** start of DATA SUPPLIED **
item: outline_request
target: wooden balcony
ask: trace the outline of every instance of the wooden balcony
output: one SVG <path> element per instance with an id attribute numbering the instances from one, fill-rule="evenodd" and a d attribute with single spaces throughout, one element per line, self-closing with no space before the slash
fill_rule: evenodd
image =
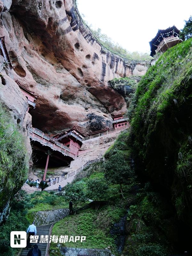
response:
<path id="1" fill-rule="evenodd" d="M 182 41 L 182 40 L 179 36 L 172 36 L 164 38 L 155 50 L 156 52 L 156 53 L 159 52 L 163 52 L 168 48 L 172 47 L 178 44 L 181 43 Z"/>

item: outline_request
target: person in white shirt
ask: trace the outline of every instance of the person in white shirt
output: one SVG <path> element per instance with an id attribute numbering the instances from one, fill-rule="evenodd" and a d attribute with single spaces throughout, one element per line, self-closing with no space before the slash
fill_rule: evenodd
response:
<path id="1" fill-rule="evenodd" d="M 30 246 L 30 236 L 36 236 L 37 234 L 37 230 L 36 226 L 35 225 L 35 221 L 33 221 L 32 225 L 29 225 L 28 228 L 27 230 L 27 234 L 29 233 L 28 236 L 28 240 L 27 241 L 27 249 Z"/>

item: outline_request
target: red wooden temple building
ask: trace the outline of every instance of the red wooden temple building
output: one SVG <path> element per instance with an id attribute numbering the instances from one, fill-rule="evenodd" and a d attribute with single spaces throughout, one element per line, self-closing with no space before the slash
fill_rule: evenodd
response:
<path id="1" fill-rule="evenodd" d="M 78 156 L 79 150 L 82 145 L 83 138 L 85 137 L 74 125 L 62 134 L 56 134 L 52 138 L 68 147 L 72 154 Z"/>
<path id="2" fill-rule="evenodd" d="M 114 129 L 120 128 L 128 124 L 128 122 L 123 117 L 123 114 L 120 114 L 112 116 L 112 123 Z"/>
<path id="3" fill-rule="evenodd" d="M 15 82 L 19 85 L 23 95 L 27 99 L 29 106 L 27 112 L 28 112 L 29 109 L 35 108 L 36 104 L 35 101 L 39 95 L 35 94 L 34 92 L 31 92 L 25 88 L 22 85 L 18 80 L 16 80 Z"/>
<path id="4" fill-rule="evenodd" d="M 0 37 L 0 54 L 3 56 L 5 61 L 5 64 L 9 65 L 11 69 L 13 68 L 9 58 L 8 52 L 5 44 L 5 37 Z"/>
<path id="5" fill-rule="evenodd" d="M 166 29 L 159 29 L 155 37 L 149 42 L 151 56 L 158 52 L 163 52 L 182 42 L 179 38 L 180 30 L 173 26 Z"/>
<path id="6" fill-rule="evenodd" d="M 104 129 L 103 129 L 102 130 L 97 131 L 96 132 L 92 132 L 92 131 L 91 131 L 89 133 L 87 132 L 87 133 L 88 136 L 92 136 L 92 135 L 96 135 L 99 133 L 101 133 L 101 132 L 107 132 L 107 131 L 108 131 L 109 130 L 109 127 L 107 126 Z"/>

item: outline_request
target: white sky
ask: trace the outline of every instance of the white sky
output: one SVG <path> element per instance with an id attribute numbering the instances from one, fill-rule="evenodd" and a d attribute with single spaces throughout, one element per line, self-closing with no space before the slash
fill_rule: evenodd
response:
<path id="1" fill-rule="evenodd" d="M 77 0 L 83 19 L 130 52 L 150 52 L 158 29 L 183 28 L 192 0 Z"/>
** end of DATA SUPPLIED **
** start of DATA SUPPLIED **
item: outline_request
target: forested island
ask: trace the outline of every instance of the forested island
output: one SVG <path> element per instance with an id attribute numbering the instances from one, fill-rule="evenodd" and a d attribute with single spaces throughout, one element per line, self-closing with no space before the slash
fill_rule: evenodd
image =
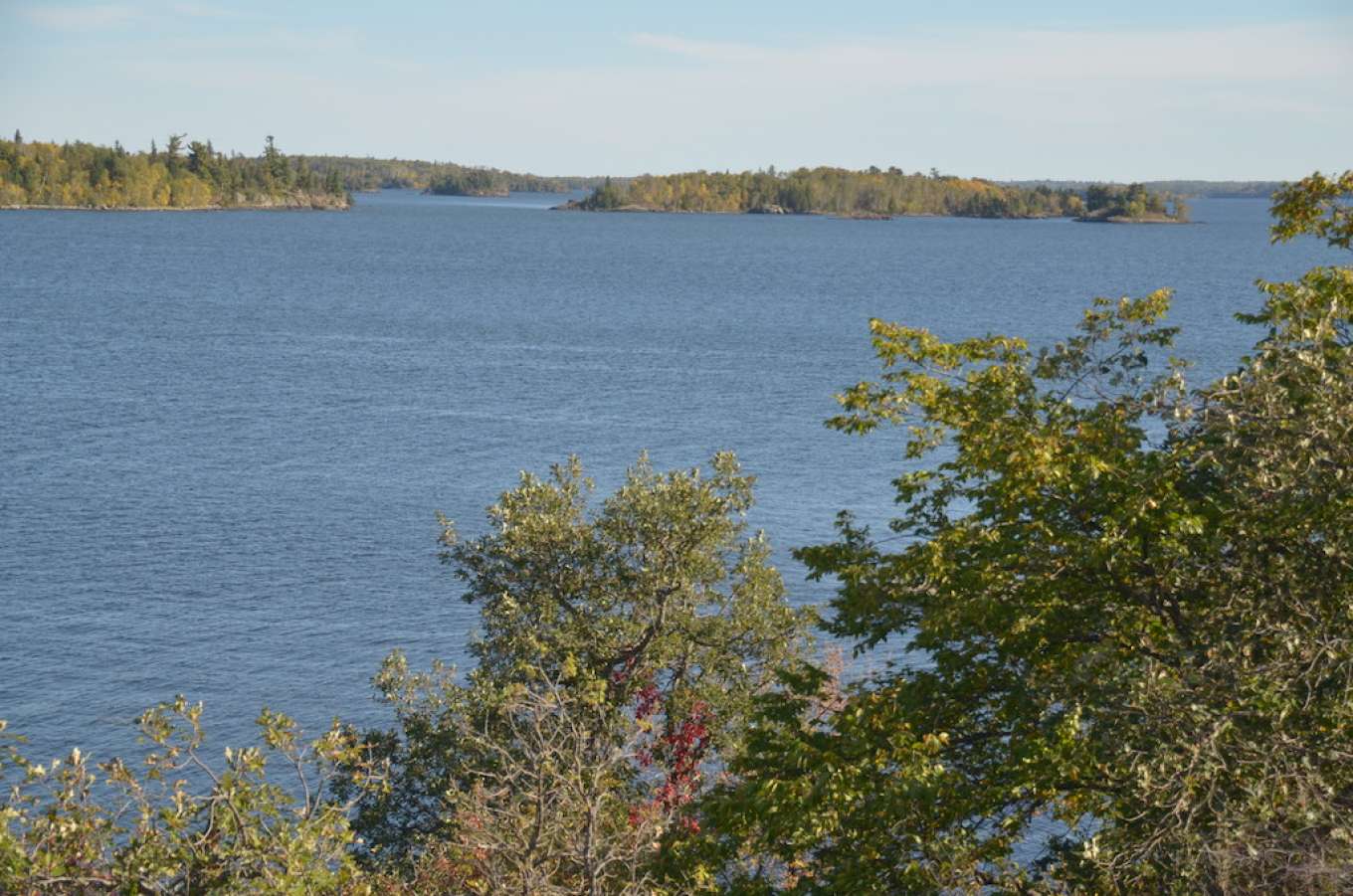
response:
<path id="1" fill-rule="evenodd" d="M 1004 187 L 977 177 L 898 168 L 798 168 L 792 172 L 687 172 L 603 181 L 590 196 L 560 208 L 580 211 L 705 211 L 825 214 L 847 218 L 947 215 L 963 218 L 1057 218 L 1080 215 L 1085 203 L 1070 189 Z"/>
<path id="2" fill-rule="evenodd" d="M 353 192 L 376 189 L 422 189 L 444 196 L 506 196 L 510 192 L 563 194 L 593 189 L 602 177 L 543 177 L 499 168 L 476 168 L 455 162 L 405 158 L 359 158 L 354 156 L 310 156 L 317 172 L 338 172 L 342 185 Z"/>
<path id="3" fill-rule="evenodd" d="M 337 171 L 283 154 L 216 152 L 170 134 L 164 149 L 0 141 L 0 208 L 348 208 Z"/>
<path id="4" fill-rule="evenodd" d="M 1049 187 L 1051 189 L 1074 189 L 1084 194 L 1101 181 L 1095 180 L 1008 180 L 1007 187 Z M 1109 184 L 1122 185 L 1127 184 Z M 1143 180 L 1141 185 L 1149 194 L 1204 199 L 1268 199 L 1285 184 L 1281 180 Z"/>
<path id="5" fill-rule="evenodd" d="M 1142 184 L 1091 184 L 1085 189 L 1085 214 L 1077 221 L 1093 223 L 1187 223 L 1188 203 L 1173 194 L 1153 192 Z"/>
** end of DATA SUPPLIED **
Extract every line of the listing that contains the word "white", copying each line in full.

_FULL RESPONSE_
target: person in white shirt
ask: trace the outline of every instance of the person in white shirt
target: white sky
ask: trace the outline of every instance of the white sky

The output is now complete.